[Some records]
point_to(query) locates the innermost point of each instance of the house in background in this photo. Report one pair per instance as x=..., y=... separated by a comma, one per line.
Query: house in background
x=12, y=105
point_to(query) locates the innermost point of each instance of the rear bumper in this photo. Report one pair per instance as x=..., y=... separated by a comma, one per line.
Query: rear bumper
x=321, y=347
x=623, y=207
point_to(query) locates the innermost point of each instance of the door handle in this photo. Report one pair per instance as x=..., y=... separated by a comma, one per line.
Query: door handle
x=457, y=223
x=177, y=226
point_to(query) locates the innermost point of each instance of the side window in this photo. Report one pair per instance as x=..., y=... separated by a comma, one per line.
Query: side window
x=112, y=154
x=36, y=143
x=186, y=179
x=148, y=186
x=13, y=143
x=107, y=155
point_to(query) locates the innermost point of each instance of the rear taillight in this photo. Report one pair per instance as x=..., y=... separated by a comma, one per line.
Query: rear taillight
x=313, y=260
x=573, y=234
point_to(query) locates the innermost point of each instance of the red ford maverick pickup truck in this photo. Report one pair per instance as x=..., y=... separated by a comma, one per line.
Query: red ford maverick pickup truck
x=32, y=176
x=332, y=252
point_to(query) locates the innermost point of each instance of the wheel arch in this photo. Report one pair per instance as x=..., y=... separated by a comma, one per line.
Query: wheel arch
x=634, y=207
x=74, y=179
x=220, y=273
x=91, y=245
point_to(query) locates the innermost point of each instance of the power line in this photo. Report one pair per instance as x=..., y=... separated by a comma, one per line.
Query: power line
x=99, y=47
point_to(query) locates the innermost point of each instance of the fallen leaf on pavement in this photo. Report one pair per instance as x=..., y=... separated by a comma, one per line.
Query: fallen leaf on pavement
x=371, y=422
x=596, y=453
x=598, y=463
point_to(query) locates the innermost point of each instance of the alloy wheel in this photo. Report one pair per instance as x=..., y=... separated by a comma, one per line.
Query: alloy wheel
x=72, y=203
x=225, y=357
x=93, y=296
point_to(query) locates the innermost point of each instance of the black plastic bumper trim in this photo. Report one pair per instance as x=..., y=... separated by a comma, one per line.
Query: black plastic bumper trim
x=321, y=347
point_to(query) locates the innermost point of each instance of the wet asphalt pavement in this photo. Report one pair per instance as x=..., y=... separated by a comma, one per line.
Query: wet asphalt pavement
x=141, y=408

* [Stated exercise]
Copy out every line of the records above without changing anything.

* [Correct result]
point_to(query) locates the innermost point of each instance of the house in background in this photo. Report one pair per instance as x=..., y=... separated by a comma, one per line.
Query: house in background
x=12, y=105
point_to(query) locates the innermost point of each instance of the rear bumper in this photo. Report one pair per instance as x=..., y=... separated by a comma, one per line.
Query: rear bumper
x=321, y=347
x=623, y=207
point_to(query) locates the innermost point of each instance of the door handle in this photo. Report one pair per instance as x=..., y=... separated by a comma, one per line.
Query: door handle
x=457, y=223
x=177, y=226
point_to(query) locates the innermost point of each instance of the side window in this photo. Report one pair per instance as x=..., y=... separated by a comma, one per line.
Query: side window
x=112, y=154
x=36, y=143
x=186, y=179
x=148, y=186
x=13, y=143
x=107, y=155
point_to(query) locates the innermost point of each instance of the rear taillight in this photo. Report one pair per instance as x=..., y=... separated by a comma, one per line.
Query: rear taillight
x=313, y=260
x=573, y=234
point_to(query) locates the innermost point of each instance of the red ford maverick pickup truck in this photo. Report one pair per instance as x=..., y=... separated by a comma, one per line.
Query: red ford maverick pickup truck
x=32, y=176
x=332, y=252
point_to(query) locates the innermost point of each instance of the wheel arch in this photo. Report one pair per instance as x=..., y=... separated by a comma, one per line.
Query: wheel arch
x=634, y=207
x=74, y=179
x=220, y=273
x=91, y=245
point_to(query) locates the innermost point of each instance of the power line in this photo. Report one pair per instance as x=..., y=... separated by a comma, one per line.
Query: power line
x=99, y=47
point_to(query) locates the innermost point of each instance of the fallen leaf on pavement in this photo. Report one pair per instance as x=..., y=... separated by a comma, one per line.
Query: fallen leaf on pavement
x=371, y=422
x=596, y=453
x=598, y=463
point_to(query) locates the innermost point of each instance of the alloy wheel in this photo. Report one pair per instance as x=..., y=... separated by a comma, one per line.
Query: alloy wheel
x=72, y=203
x=225, y=357
x=93, y=296
point_to(query) locates the innermost point of each instance of the black plastic bumper trim in this photo. Report one pair per instance as x=..., y=... separated by a comma, one per line.
Query: black plastic bumper trim
x=321, y=347
point_to(query) locates the innermost point of each instance of the wet asphalt pavement in this photo. Report one pair per instance as x=..., y=... separated by a comma, one per line.
Query: wet asphalt pavement
x=141, y=408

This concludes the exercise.